From the data below, output the lines running from the one containing "Indicate one point per instance of the tv" through the end of the data, inclusive, as a JSON list of strings. Use one string per line and omit blank lines.
--- START Working data ---
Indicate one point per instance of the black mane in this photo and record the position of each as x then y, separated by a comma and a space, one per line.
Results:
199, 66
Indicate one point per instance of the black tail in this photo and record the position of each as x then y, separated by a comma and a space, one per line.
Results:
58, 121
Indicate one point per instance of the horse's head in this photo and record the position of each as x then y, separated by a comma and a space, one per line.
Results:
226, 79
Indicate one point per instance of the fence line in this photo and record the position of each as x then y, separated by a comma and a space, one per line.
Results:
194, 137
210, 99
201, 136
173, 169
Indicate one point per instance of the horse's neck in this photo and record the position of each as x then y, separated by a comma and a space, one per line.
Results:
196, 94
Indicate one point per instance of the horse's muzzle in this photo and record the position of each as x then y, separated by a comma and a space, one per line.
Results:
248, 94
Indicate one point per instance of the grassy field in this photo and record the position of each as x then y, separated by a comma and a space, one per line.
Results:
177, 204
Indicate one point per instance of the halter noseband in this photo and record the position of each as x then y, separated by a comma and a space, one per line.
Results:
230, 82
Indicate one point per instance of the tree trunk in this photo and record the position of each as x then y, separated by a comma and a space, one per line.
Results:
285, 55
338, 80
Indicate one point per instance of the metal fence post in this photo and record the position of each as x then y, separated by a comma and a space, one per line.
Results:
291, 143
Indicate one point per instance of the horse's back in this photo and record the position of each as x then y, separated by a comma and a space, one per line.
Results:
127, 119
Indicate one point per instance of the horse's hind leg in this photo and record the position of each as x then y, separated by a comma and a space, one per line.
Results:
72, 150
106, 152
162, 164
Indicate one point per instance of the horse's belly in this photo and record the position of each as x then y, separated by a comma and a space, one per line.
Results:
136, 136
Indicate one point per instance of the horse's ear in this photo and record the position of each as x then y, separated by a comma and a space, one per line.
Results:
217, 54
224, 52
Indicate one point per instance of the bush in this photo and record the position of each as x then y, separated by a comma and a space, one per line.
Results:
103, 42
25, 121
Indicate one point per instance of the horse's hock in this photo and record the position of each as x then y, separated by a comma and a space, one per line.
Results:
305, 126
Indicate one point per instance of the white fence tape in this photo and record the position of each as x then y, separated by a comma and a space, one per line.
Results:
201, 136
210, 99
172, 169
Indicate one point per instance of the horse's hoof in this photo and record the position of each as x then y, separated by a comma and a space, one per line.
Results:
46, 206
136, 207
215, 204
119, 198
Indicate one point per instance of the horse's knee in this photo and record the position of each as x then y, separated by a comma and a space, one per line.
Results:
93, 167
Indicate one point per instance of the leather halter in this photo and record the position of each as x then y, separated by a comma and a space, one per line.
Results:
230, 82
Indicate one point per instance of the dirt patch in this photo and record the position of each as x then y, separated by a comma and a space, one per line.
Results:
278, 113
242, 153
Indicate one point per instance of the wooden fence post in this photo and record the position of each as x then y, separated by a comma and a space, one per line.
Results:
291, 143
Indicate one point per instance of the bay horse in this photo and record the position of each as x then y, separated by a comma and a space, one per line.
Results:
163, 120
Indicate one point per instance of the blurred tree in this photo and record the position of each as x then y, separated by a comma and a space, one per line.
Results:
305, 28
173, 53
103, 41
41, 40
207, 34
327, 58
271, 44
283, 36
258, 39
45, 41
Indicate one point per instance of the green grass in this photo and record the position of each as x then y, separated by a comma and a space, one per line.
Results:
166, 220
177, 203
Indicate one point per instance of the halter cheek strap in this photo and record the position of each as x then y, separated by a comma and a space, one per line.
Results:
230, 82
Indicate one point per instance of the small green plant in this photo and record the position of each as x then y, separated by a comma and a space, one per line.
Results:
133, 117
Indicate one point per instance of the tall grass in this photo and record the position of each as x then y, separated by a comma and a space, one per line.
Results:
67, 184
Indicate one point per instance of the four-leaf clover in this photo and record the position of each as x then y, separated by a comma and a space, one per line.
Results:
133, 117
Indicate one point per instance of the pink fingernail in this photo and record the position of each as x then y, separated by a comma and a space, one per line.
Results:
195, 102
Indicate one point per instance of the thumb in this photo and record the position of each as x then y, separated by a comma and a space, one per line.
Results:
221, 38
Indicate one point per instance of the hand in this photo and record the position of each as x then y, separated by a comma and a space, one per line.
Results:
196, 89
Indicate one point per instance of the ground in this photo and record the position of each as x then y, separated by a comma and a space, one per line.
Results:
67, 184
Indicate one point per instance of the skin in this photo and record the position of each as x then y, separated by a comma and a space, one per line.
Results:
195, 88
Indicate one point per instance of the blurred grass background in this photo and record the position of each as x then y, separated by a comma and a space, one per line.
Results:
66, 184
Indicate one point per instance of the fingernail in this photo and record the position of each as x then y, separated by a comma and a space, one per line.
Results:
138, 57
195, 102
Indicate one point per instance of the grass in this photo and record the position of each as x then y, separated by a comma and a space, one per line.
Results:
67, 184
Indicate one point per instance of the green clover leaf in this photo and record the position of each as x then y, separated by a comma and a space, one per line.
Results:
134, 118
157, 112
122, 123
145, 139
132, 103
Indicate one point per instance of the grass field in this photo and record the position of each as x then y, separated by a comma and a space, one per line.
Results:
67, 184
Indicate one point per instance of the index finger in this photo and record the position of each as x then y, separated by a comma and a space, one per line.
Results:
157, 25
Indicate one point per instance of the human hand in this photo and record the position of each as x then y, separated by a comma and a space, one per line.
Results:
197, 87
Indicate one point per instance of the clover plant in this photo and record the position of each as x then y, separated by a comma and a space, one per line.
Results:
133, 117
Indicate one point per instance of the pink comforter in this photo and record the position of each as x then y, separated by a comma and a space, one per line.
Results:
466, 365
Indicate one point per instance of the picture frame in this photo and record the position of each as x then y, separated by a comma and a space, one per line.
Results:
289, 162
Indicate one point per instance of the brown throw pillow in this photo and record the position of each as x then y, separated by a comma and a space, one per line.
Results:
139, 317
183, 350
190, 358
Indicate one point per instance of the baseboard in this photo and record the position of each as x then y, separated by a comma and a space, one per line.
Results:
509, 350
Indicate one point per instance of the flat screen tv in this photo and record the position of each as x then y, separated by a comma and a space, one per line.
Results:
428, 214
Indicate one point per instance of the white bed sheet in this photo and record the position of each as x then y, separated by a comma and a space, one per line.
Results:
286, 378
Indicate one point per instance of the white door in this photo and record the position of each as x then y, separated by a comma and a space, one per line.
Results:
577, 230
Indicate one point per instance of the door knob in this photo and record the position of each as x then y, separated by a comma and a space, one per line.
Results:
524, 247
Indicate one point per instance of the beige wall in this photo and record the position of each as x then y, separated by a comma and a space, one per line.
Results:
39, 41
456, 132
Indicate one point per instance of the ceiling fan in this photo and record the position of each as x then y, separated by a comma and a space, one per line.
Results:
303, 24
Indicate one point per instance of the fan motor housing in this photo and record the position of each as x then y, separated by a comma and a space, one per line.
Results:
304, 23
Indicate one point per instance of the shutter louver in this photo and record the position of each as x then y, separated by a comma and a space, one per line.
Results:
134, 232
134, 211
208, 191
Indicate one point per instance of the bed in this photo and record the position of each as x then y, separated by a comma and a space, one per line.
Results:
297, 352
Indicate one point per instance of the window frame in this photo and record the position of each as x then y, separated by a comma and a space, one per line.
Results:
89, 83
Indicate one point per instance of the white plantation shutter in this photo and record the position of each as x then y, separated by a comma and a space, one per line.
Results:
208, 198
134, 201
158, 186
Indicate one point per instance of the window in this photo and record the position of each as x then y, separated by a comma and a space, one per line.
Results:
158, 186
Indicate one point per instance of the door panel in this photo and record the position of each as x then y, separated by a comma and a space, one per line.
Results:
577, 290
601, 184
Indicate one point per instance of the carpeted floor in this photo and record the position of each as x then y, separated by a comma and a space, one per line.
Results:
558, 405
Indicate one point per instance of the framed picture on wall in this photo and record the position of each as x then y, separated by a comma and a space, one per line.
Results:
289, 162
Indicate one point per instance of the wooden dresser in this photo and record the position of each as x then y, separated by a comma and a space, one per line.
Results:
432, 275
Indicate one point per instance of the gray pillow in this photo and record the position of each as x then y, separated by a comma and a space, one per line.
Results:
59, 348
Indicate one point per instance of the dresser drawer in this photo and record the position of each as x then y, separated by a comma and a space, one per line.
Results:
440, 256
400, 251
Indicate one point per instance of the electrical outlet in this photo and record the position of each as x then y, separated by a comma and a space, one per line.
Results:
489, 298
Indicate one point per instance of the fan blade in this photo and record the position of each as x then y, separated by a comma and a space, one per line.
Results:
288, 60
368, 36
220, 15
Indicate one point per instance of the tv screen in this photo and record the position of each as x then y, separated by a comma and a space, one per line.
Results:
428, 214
--- END Working data ---
Reply:
[
  "Indicate one point per instance of the tv screen in this photo and record the position of each as x then y, separated by a comma and a space, one per line.",
  "Results:",
  "428, 214"
]